TASK OBJECTIVE » Copy the stretch of lines from the one containing "Please segment every instance of the concrete" through the one containing "M 192 228 L", including both of those lines, and add 69 to every coordinate in the path data.

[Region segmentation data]
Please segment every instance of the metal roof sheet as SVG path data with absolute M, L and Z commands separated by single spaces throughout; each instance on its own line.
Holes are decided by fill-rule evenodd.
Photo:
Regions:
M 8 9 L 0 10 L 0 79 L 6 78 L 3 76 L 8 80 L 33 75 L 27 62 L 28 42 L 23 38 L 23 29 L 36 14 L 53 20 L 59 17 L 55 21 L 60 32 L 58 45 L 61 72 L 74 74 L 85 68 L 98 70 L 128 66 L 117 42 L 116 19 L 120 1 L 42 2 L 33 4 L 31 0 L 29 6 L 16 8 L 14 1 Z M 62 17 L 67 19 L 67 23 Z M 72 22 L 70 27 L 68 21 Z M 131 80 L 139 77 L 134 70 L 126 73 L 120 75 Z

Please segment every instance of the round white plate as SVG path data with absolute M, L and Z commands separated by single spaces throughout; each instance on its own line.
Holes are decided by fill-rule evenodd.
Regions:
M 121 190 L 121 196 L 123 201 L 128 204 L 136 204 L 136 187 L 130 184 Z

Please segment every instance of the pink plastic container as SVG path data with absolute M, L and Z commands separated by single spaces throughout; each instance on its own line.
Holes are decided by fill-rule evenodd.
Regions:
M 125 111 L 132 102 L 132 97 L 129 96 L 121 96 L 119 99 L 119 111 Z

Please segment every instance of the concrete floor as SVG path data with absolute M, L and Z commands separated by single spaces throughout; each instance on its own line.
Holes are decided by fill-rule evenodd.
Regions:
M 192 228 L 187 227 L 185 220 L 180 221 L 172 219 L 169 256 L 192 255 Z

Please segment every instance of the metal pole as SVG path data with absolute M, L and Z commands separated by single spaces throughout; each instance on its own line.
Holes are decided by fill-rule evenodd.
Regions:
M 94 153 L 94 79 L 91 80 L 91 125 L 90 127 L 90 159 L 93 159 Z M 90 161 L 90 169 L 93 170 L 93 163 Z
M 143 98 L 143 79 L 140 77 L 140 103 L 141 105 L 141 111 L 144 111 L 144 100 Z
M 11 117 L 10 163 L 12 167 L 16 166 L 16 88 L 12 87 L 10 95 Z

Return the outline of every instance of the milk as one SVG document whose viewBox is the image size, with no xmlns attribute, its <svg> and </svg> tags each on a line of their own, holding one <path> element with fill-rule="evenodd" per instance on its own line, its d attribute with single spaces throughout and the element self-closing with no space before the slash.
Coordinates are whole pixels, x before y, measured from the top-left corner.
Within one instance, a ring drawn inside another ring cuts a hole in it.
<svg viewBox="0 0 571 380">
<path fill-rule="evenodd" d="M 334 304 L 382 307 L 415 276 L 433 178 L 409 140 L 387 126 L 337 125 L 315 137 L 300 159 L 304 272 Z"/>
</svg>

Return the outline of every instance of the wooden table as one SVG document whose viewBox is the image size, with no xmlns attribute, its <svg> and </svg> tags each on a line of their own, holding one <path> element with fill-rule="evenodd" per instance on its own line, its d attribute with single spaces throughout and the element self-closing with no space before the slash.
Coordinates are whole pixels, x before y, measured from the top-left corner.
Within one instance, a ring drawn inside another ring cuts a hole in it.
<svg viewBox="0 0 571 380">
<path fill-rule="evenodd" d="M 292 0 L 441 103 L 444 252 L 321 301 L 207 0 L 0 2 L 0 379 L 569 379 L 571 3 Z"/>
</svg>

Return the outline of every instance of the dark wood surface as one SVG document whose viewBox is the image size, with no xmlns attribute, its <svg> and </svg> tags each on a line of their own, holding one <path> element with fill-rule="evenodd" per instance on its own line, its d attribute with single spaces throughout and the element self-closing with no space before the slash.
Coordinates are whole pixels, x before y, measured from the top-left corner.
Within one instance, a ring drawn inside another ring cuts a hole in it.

ANSWER BELOW »
Please segment every instance of the concrete floor as SVG path data with absolute M, L and Z commands separated by single spaces throughout; each instance on its own line.
Holes are decided by fill-rule evenodd.
Regions:
M 261 297 L 256 296 L 254 289 L 249 290 L 241 288 L 238 325 L 261 324 Z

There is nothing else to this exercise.